• _What this task involves_: Repeat word for word the part of the entries below that starts at the line containing "Target: patterned orange dress" and ends at the last line of the entries.

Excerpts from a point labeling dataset
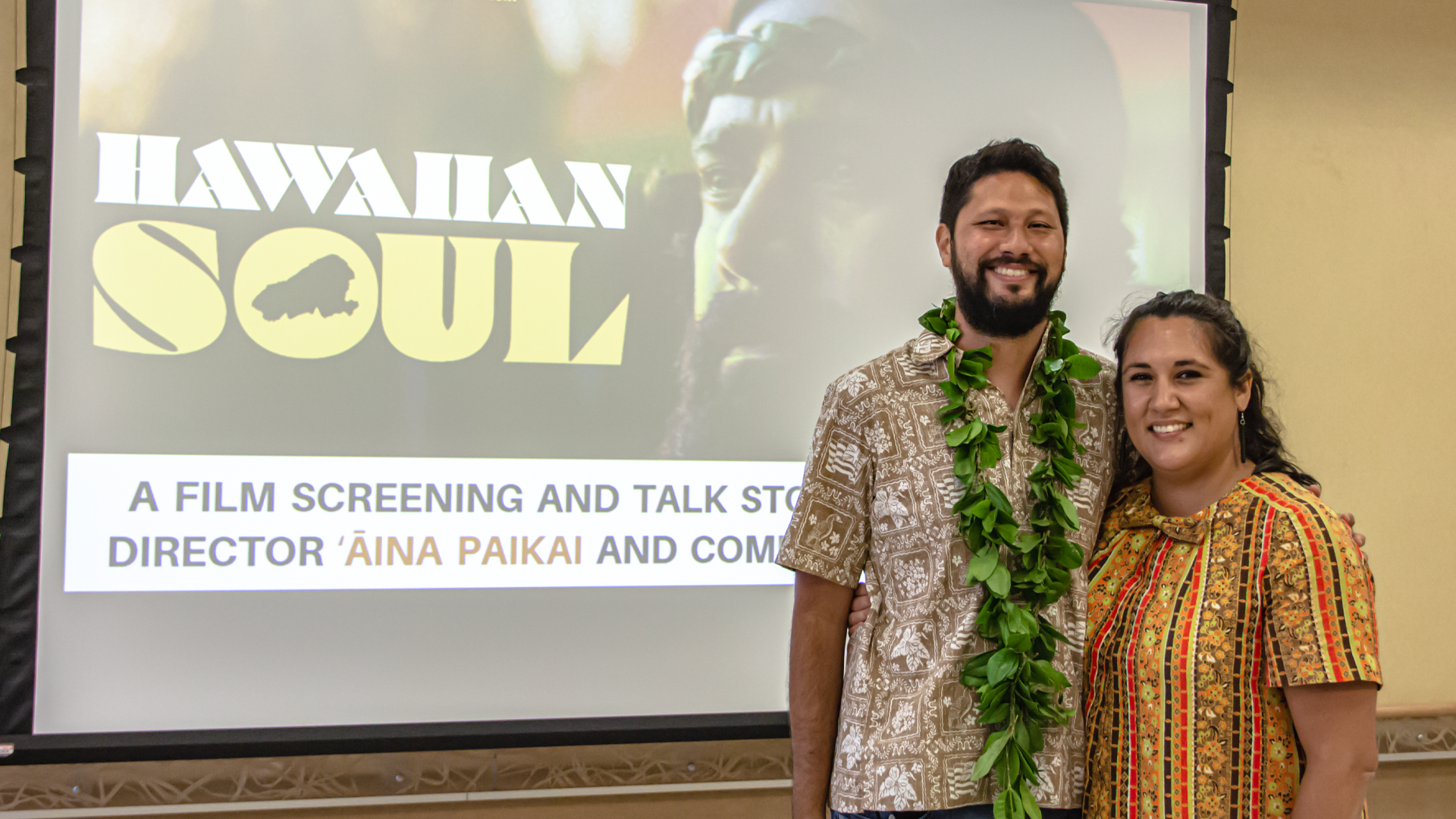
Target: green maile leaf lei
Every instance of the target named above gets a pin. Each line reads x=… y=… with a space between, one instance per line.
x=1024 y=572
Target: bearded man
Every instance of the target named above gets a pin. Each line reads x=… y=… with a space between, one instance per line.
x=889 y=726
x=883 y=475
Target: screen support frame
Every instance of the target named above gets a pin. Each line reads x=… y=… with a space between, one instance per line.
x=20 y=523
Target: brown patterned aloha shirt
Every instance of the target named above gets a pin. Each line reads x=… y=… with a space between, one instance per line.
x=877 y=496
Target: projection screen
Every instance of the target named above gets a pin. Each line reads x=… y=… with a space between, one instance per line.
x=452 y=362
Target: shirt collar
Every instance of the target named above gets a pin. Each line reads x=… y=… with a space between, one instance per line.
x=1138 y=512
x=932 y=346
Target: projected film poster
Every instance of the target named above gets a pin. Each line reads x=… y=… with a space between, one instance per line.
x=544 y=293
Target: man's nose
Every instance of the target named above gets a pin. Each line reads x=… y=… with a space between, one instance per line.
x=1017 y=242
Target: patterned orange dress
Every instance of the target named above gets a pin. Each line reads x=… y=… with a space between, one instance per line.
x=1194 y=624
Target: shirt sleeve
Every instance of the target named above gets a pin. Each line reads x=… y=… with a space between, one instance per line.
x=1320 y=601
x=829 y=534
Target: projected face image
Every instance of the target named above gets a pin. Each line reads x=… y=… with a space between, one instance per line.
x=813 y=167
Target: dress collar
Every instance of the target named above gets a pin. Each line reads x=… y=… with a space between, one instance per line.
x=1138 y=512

• _Output_:
Target: patterned orange dress
Every instance of the target named above gets a pin. Each line reads x=… y=… with a space between, one instance per line.
x=1194 y=624
Target: shirt sleeve
Every instance of the target named above gets a pin. Each line reads x=… y=… with a space between, one instance per line.
x=1320 y=601
x=829 y=534
Target: projected face image
Every instance of the target named above gets a pin. Each line reads x=… y=… with a space between, one instance per line.
x=813 y=167
Target: dress collar
Every instance of the target named above gets a pin. Each line reads x=… y=… with a space between, one instance per line.
x=1138 y=512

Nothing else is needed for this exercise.